[Rows of box annotation data]
◇ ◇ ◇ ◇ ◇
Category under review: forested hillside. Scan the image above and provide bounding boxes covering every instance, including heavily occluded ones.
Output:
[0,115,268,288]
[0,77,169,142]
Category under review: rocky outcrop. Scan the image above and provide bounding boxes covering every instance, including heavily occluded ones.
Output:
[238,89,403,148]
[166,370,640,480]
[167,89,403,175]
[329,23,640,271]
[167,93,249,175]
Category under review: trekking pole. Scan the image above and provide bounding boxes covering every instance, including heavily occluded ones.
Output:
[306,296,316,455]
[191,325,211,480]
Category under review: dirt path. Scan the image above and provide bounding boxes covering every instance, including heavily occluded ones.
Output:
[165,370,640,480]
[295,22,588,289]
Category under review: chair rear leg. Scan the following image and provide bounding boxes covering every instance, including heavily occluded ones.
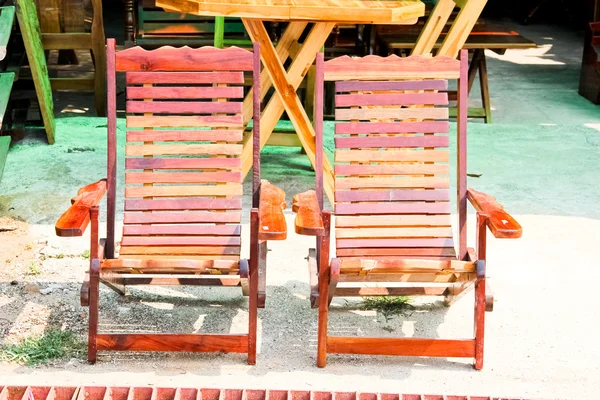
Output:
[474,260,486,370]
[88,259,100,364]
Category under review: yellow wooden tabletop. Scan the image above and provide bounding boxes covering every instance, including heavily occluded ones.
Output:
[156,0,425,24]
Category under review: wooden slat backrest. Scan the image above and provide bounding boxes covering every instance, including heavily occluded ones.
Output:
[109,44,258,266]
[412,0,487,58]
[316,53,467,258]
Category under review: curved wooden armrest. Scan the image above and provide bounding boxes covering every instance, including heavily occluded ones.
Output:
[56,179,106,237]
[258,179,287,240]
[292,190,325,236]
[467,189,523,239]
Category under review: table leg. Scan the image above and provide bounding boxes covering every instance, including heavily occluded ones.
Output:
[242,19,335,201]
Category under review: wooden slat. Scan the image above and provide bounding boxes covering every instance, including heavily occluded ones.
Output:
[336,247,456,259]
[125,198,242,211]
[126,86,244,99]
[126,101,242,114]
[125,144,242,156]
[335,202,450,215]
[125,71,244,85]
[123,224,242,236]
[121,236,241,247]
[123,211,242,224]
[335,190,450,202]
[335,150,450,162]
[125,184,242,198]
[325,55,460,81]
[116,46,253,72]
[335,121,450,134]
[119,246,240,257]
[96,333,248,353]
[335,107,449,121]
[336,238,454,249]
[127,129,244,142]
[335,215,451,228]
[335,136,450,149]
[126,114,243,128]
[335,176,450,190]
[335,92,448,107]
[334,164,450,176]
[335,227,452,239]
[125,158,242,169]
[327,336,475,357]
[335,80,448,93]
[125,171,242,184]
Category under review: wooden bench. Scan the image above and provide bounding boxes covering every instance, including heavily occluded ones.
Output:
[372,20,536,123]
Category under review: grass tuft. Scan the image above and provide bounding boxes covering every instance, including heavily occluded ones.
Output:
[362,296,415,322]
[0,330,85,366]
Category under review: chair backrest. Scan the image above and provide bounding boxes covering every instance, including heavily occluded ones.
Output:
[136,0,252,48]
[411,0,487,58]
[107,40,260,260]
[315,52,468,258]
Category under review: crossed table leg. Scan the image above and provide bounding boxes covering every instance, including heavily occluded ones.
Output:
[242,18,335,201]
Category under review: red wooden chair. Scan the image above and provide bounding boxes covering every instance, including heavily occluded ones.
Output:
[294,51,521,369]
[56,39,286,364]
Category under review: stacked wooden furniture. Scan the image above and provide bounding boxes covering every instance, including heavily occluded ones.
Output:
[56,39,286,364]
[373,0,536,123]
[294,50,521,369]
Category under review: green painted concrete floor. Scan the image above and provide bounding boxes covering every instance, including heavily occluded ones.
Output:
[0,21,600,398]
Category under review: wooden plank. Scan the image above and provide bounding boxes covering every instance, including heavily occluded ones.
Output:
[17,0,56,144]
[126,85,244,99]
[327,336,475,357]
[125,184,242,198]
[334,150,450,162]
[335,79,448,93]
[127,130,244,142]
[125,198,242,211]
[0,6,15,61]
[125,171,242,184]
[335,215,451,228]
[116,46,252,72]
[123,211,242,224]
[335,92,448,107]
[335,136,450,149]
[335,190,450,202]
[335,108,448,121]
[335,238,454,249]
[119,246,240,258]
[336,247,456,259]
[125,144,242,156]
[126,114,243,128]
[121,236,241,247]
[125,157,242,169]
[335,202,450,215]
[96,333,248,353]
[335,176,450,190]
[335,225,452,239]
[325,55,460,81]
[125,101,242,114]
[335,121,450,134]
[334,164,450,176]
[123,224,242,236]
[125,71,244,85]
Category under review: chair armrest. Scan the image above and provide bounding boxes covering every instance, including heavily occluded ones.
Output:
[467,189,523,239]
[292,190,325,236]
[258,179,287,240]
[56,179,106,237]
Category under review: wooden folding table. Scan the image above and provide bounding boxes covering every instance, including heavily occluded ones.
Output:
[156,0,425,201]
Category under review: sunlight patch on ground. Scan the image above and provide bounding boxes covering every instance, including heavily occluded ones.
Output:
[485,44,565,65]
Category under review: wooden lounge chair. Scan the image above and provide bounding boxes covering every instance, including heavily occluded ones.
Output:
[294,51,521,369]
[56,39,286,364]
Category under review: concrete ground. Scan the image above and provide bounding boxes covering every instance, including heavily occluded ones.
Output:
[0,21,600,399]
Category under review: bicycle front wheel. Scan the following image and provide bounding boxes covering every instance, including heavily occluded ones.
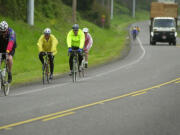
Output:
[72,60,78,82]
[42,64,49,84]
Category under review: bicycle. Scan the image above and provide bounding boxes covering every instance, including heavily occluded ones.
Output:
[79,51,85,77]
[0,53,10,96]
[42,52,52,84]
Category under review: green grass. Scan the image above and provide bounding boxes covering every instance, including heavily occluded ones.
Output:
[2,11,148,84]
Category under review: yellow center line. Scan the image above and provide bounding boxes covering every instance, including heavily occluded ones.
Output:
[42,112,75,122]
[132,92,147,97]
[0,78,180,130]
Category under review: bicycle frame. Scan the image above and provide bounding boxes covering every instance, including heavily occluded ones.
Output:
[0,53,10,96]
[72,50,79,82]
[42,52,51,84]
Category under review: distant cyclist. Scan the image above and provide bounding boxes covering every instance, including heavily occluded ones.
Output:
[83,28,93,68]
[0,21,16,83]
[37,28,58,79]
[67,24,85,75]
[131,26,138,40]
[136,26,140,34]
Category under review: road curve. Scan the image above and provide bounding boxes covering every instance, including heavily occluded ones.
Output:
[0,22,180,135]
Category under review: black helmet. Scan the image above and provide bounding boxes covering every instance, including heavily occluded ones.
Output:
[72,24,79,30]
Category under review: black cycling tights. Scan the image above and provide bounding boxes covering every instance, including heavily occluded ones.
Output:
[39,53,54,74]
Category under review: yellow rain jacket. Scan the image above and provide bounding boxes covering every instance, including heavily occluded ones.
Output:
[37,34,58,55]
[67,29,85,49]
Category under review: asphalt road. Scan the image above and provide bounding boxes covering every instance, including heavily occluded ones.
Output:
[0,22,180,135]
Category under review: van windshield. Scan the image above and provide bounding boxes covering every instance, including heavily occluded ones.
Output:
[154,19,175,27]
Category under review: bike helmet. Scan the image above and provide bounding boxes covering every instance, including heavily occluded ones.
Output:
[72,24,79,30]
[44,28,51,34]
[0,21,8,31]
[83,28,89,32]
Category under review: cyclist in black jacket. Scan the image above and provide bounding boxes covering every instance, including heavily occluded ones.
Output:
[0,21,16,83]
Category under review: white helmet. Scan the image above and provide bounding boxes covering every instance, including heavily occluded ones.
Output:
[44,28,51,34]
[0,21,8,31]
[83,28,89,32]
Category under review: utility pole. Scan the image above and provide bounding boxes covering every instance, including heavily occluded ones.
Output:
[72,0,77,23]
[111,0,114,20]
[27,0,34,26]
[132,0,136,18]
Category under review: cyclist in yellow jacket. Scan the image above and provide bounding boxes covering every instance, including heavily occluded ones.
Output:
[37,28,58,79]
[67,24,85,75]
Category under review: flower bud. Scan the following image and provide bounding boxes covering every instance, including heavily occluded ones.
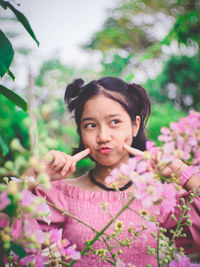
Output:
[10,138,25,152]
[4,160,15,171]
[8,181,18,195]
[1,234,10,242]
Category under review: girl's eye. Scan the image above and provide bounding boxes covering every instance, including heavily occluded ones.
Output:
[84,122,96,129]
[110,120,120,125]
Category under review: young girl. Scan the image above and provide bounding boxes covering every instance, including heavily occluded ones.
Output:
[30,77,200,267]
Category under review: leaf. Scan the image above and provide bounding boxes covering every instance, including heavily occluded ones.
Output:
[0,85,28,111]
[0,0,7,9]
[0,30,14,79]
[10,242,27,261]
[0,136,9,156]
[7,3,40,46]
[2,195,17,218]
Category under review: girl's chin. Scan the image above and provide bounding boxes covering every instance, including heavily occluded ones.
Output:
[94,158,128,168]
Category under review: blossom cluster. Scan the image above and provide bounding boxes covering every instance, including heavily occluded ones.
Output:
[0,178,80,267]
[0,111,200,267]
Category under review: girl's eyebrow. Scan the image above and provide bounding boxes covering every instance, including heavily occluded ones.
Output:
[81,114,121,122]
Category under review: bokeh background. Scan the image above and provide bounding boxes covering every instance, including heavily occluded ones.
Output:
[0,0,200,180]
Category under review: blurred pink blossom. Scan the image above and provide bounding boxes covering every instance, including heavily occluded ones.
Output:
[0,191,10,210]
[169,255,200,267]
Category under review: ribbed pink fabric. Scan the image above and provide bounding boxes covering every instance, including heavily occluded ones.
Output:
[35,181,200,267]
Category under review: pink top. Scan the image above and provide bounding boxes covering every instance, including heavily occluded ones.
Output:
[35,181,200,267]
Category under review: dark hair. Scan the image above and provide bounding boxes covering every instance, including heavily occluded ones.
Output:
[64,77,151,154]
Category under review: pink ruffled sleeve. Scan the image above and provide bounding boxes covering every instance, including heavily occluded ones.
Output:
[160,191,200,254]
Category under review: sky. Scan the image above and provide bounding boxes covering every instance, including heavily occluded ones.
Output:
[0,0,115,87]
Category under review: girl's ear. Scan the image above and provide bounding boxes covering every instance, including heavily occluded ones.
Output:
[133,115,141,137]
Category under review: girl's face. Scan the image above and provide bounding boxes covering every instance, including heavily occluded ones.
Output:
[81,95,140,168]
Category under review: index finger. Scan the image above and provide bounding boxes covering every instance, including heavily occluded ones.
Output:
[124,143,144,156]
[72,148,90,161]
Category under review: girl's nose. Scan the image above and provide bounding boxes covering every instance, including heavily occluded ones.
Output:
[97,127,111,143]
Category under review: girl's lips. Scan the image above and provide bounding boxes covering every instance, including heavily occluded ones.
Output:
[99,147,112,154]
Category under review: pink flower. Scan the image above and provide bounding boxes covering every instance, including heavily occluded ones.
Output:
[0,191,10,210]
[160,127,171,135]
[116,259,126,267]
[19,254,49,267]
[61,245,81,260]
[49,228,62,246]
[169,255,200,267]
[146,140,155,151]
[136,160,148,173]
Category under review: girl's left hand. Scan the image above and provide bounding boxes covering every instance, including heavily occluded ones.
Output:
[123,143,188,177]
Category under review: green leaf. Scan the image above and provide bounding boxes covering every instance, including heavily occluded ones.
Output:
[0,30,14,78]
[0,136,9,156]
[2,195,17,218]
[0,0,7,9]
[10,242,27,261]
[0,85,28,111]
[7,3,40,46]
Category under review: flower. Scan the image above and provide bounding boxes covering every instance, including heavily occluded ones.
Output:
[169,255,200,267]
[0,191,10,210]
[19,253,49,267]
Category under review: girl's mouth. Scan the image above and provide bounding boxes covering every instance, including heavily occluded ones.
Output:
[99,147,112,154]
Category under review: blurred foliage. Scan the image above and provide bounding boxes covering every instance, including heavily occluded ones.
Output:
[144,56,200,110]
[0,94,29,157]
[82,0,200,110]
[0,0,39,111]
[83,0,200,53]
[147,103,186,146]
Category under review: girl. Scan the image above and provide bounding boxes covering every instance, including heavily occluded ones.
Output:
[29,77,200,267]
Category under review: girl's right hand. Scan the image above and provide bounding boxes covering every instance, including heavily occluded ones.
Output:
[36,148,90,180]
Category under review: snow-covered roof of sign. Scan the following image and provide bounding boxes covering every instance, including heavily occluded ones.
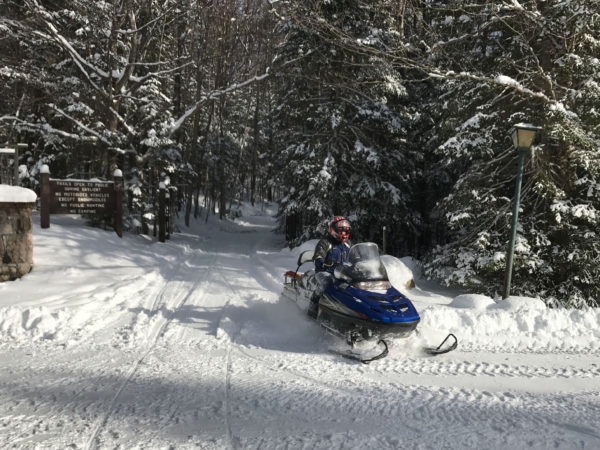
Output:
◇ ◇ ◇ ◇ ◇
- YOUR INSTRUCTIONS: Please copy out the lines above, from the very first line down to the line containing "[167,93,249,175]". Include both of those lines.

- SOLVED PROBLEM:
Category under review: forested hillside. Scan the image above and provide bounding boxes covering every instance, including heavily occluded ones.
Output:
[0,115,268,288]
[0,77,169,142]
Category under review: rocky outcrop. Scan the image above and provide bounding boxes covering every instance, including heavily occluded ones.
Output:
[238,89,403,148]
[166,370,640,480]
[167,89,403,175]
[329,23,640,271]
[167,93,249,175]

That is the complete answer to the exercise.